* [READING PASSAGE]
——
Peter of Damascus () or Peter Damascene was a Byzantine Christian monastic, theologian, and Church Father who lived in the 12th century. He is notable for being the second most voluminous author in the Philokalia.

Biography 
Little is known about the life of Peter of Damascus, partly due to the lack of a hagiographical account of his life and partly due to his confusion with another Peter of Damascus who lived some 400 years earlier. This confusion may have its origin in Volume 3 of the Philokalia in which Nicodemus the Hagiorite misattributes writings to the 8th century Peter.

The Peter of Damascus in question lived in the 12th century during the climax of monastic reform within Byzantium. He was a monk, as is attested to by his own words, using such phrases as "us monks", speaking about his "monastic habit" and describing himself as a "fully-tested monk". Furthermore, Peter mentions in the text that he lived in a cell, never owned any books or possessions, and was under the guidance of a spiritual father. Peter himself identifies three types of monastic life; cenobitic, eremitic, and semi-eremitic. While it is not known for certain in which style of monasticism he lived or where he was from, the textual evidence suggests that he likely followed the semi-eremitic lifestyle. The title "of Damascus" does not necessarily mean that Peter was born in Damascusas is the case with the more famous John of Damascus.

It is generally thought that Peter wrote his works  AD. This timeframe comes from a 13th-century manuscript in the Vatican and a 14th-century manuscript in Paris which agree. Additionally, Peter mentions Symeon the Metaphrast in his writings (who died in the last quarter of the tenth century) which means that he at least must have lived sometime after him.

Works 
The neptic works of Peter of Damascus form a wide array of practical spiritual advice written for monastics. He emphasizes the importance of both ascetic labor and of the grace of God in salvation.

According to the Greek Index Project, there are 107 known manuscripts with writings attributed to Peter of Damascus. These writings are replete with quotations from the Fathers, including Athanasius of Alexandria, Anthony the Great, Basil of Caesarea, Dionysius the Areopagite, Isaac the Syrian, John of Damascus, John Chrysostom, and Abba Philimon. Since Peter writes that he never owned any books or possessions, it is likely that he wrote all of these quotes from memory. This would explain his occasional slight misquotations.

There are two general schools of thought with regard to the originality of Peter of Damascus' spiritual teachings. On the one hand, historian Jean Gouillard maintains that there is little originality in Peter's work, but rather that he faithfully teaches exactly what was handed down to him from the Fathers. In Gouillard's own words, "In summary, entirely concentrated on putting into clear formulas the teachings of the greatest contemplatives of the east, the Damascene does not invent, nor does he prepare anything." This dismissal could explain the lack of academic research on Peter of Damascus. On the other hand, Rev. Dr. Greg Peters argues that Peter did in fact contribute to spiritual theology with original work, "Although Gouillard correctly places Peter in the mainstream of the Byzantine monastic tradition, he fails to do complete justice to Peter's innovative use of that tradition."
——
* [INFORMATION PROVIDED]
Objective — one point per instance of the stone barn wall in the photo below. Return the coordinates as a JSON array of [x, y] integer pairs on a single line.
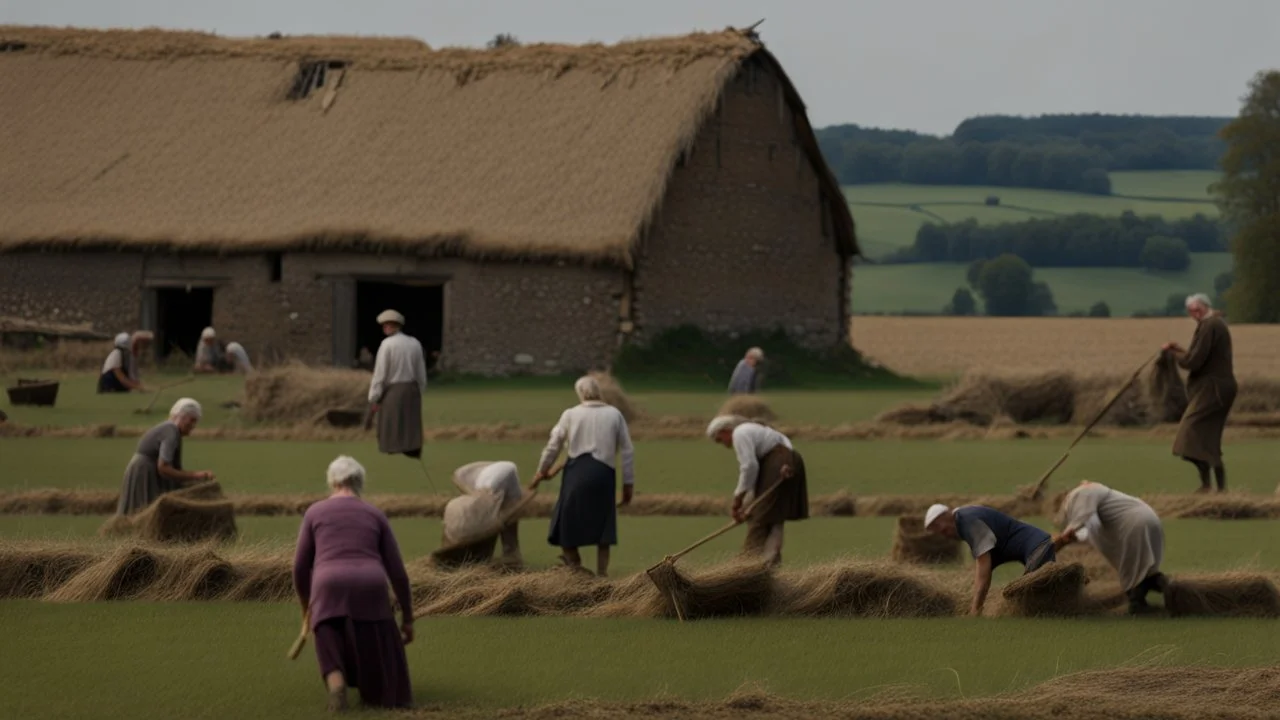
——
* [CHALLENGE 1] According to the Greek Index Project, how many known manuscripts contain writings attributed to Peter of Damascus?
* [CHALLENGE 2] Extend the article on Peter of Damascus by writing what comes after its last sentence.

* [FINAL RESULT 1] There are 107 known manuscripts.

* [FINAL RESULT 2]
A notable theme in Peter's writing is his position that salvation is not only for monastics, but for laypeople as well. For example, he writes in one place that "marriage is natural" and that "if someone wants to be saved, no person or no time, place or occupation can prevent him." These words reveal his position that the spiritual life is available to both monastics and non-monastics even if monasticism was seen as superior. As Bishop Kallistos Ware says, "Although writing for monks, he [Peter] insists that salvation and spiritual knowledge are within the reach of everyone; continual prayer is possible in all situations without exception."

The Philokalia 

In 1782, Nicodemus the Hagiorite and Macarius of Corinth published an anthology of teachings from Christian spiritual masters of the 4th through 15th centuries, called the Philokalia. The Philokalia was compiled and edited from manuscripts that were available to Nicodemus at Vatopedi and other monasteries on Mount Athos. The book was initially published in Venice with the title "Philokalia of the Sacred Neptic Ones ()".

The writings of Peter of Damascus, which exist in this anthology, were first translated from Greek to Slavonic by Paisius Velichkovsky and have since been translated into many more languages. Describing his joy at finding the works of Peter on Athos in the 18th century, Paisius says, "When the brother returned to the cell, I began to ask him with great joy and unutterable astonishment, how it was that such a book, beyond all my hopes, was to be found in this holy place." Notably, Theophan the Recluse's Russian translation of the Philokalia, called the Dobrotoliubie, omits the writings of Peter, probably because they had been translated into Russian earlier by hieromonk Juvenal Polovtsev at Optina Hermitage (who subsequently became the archbishop of Vilnius, Lithuania).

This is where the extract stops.